◆ **GOAL**: Echo the rows below verbatim, beginning with the first one and stopping after the line that contains "pixel 628 785". Omit the pictures from your output.

◆ **RECORDS PROVIDED**:

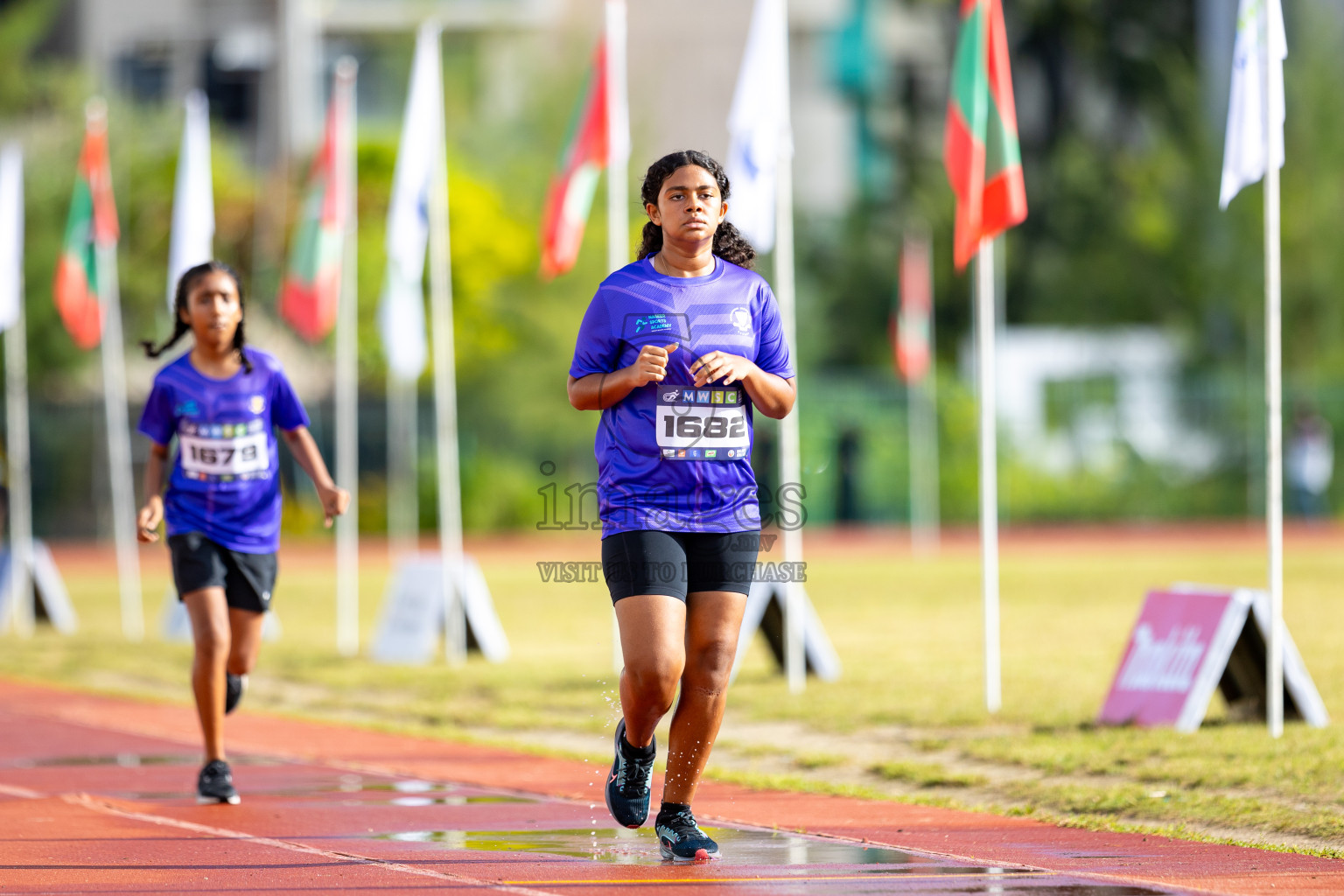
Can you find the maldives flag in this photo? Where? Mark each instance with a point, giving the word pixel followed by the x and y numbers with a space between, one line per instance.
pixel 92 223
pixel 570 195
pixel 311 290
pixel 980 145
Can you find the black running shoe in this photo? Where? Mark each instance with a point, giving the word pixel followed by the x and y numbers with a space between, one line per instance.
pixel 234 688
pixel 217 785
pixel 682 840
pixel 628 785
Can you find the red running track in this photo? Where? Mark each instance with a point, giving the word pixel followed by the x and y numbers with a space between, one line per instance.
pixel 95 797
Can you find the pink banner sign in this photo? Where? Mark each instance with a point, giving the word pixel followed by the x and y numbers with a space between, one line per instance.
pixel 1175 657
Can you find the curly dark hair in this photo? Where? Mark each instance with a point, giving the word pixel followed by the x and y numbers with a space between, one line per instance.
pixel 729 245
pixel 179 305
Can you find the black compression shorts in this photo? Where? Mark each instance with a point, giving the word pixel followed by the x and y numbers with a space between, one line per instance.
pixel 198 564
pixel 679 564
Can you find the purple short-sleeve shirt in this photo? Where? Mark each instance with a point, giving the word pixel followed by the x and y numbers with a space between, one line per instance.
pixel 649 476
pixel 225 480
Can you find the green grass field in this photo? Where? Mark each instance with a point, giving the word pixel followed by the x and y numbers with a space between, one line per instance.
pixel 905 722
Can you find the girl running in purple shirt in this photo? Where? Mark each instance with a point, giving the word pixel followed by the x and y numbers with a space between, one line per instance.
pixel 222 401
pixel 677 351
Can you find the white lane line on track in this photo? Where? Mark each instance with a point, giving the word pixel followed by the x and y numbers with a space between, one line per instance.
pixel 95 805
pixel 22 793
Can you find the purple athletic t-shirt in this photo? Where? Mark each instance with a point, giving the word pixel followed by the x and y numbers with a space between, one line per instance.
pixel 225 479
pixel 669 457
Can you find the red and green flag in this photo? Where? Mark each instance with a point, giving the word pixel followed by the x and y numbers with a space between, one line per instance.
pixel 570 196
pixel 311 291
pixel 980 144
pixel 92 223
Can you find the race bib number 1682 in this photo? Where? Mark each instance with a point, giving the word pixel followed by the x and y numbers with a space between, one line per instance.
pixel 702 424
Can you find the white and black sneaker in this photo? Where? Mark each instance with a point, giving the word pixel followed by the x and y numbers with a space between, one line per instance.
pixel 680 838
pixel 234 688
pixel 215 785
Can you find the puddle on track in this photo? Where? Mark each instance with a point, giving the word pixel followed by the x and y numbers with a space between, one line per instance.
pixel 789 855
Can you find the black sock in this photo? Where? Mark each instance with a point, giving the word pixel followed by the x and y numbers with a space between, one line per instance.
pixel 667 810
pixel 636 752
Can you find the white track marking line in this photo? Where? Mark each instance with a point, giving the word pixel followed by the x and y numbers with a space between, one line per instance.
pixel 90 802
pixel 22 793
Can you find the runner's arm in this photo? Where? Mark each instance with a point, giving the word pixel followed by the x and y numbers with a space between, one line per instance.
pixel 770 393
pixel 152 514
pixel 301 444
pixel 599 391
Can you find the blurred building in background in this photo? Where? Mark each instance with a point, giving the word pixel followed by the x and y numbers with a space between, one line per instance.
pixel 857 65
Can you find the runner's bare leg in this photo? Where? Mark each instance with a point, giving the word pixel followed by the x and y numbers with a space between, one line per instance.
pixel 210 629
pixel 714 621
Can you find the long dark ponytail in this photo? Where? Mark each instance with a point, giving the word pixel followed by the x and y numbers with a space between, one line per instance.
pixel 729 245
pixel 179 305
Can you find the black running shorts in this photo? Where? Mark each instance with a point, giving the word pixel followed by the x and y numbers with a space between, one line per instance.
pixel 679 564
pixel 198 564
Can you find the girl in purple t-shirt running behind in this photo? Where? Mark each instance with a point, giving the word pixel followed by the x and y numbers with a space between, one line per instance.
pixel 222 401
pixel 677 351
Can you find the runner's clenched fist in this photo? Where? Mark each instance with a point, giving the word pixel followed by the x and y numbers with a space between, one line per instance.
pixel 652 364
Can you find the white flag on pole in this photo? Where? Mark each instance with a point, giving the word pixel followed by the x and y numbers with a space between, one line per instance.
pixel 193 196
pixel 11 235
pixel 401 316
pixel 759 124
pixel 1243 153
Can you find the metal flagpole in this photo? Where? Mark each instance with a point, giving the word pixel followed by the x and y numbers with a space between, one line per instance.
pixel 985 324
pixel 790 459
pixel 118 446
pixel 17 419
pixel 922 424
pixel 1273 378
pixel 445 403
pixel 617 185
pixel 347 382
pixel 402 457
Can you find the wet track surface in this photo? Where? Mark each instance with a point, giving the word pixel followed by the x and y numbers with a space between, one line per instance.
pixel 85 808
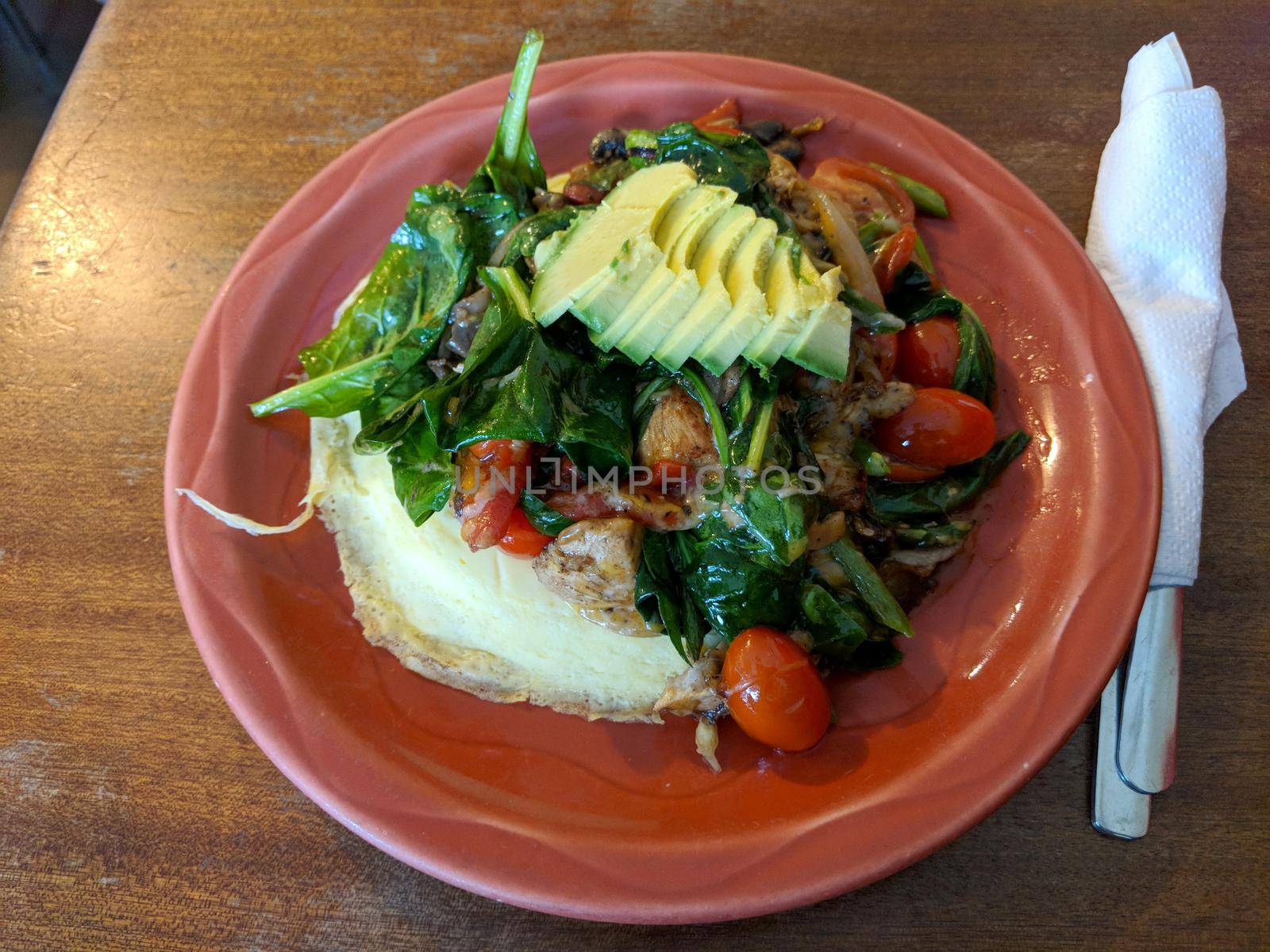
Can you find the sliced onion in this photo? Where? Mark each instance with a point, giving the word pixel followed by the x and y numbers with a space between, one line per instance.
pixel 845 244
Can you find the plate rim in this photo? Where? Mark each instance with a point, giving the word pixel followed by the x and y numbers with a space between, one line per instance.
pixel 827 881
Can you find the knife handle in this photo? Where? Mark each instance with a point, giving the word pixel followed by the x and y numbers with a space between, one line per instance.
pixel 1118 810
pixel 1147 747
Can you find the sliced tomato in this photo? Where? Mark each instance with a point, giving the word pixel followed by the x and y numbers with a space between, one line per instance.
pixel 774 691
pixel 582 505
pixel 940 428
pixel 724 117
pixel 893 255
pixel 910 473
pixel 520 537
pixel 492 475
pixel 865 190
pixel 929 352
pixel 486 522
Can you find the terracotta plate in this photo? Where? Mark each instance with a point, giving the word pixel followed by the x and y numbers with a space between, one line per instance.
pixel 622 822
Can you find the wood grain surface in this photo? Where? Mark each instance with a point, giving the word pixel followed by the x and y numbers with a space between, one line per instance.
pixel 135 812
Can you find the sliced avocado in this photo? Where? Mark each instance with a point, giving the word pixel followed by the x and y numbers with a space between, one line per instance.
pixel 715 248
pixel 681 245
pixel 825 344
pixel 639 263
pixel 787 306
pixel 613 324
pixel 654 188
pixel 747 271
pixel 571 266
pixel 683 228
pixel 660 317
pixel 591 249
pixel 711 306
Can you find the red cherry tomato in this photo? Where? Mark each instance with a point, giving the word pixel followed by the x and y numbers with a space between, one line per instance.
pixel 491 478
pixel 893 255
pixel 910 473
pixel 774 691
pixel 724 117
pixel 865 190
pixel 520 537
pixel 929 352
pixel 886 348
pixel 940 428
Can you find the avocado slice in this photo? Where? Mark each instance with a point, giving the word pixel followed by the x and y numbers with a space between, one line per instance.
pixel 747 271
pixel 711 306
pixel 679 234
pixel 660 317
pixel 613 324
pixel 639 263
pixel 825 344
pixel 592 247
pixel 787 306
pixel 681 244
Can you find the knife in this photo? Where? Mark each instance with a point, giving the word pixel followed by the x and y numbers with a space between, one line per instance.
pixel 1147 743
pixel 1118 809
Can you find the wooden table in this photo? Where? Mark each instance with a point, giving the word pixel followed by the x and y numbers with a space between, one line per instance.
pixel 133 810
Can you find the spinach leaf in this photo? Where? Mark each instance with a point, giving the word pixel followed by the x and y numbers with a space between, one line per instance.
pixel 933 536
pixel 512 167
pixel 734 582
pixel 766 206
pixel 916 503
pixel 518 384
pixel 423 474
pixel 406 304
pixel 738 162
pixel 977 365
pixel 531 232
pixel 914 298
pixel 543 517
pixel 925 197
pixel 836 622
pixel 662 597
pixel 491 217
pixel 869 585
pixel 869 315
pixel 770 499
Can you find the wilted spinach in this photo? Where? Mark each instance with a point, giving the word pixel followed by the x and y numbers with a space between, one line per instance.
pixel 662 596
pixel 918 503
pixel 738 162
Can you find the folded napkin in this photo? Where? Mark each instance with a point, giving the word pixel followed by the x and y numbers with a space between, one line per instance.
pixel 1156 236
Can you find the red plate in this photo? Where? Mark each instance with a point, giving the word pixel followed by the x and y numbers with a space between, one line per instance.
pixel 622 822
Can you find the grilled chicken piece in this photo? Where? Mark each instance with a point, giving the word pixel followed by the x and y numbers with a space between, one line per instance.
pixel 695 689
pixel 677 431
pixel 833 416
pixel 594 562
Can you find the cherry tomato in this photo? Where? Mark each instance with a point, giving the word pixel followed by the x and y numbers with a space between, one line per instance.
pixel 491 478
pixel 940 428
pixel 929 352
pixel 774 691
pixel 893 255
pixel 910 473
pixel 886 348
pixel 520 537
pixel 865 190
pixel 724 117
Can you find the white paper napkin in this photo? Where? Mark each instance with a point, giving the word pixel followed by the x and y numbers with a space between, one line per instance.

◆ **OUTPUT FOR THIS EXERCISE**:
Can you find the maldives flag in this photo? Where? Mark each instance with a point, giving the word pixel followed by the x and y numbers with a space between, one line per instance.
pixel 92 223
pixel 570 195
pixel 311 290
pixel 980 145
Can you find the black running shoe in this photo? Where? Mark each instance with a point, giving the word pixel followed by the x and y numbers with a space between, one line per instance.
pixel 234 688
pixel 217 785
pixel 682 840
pixel 628 785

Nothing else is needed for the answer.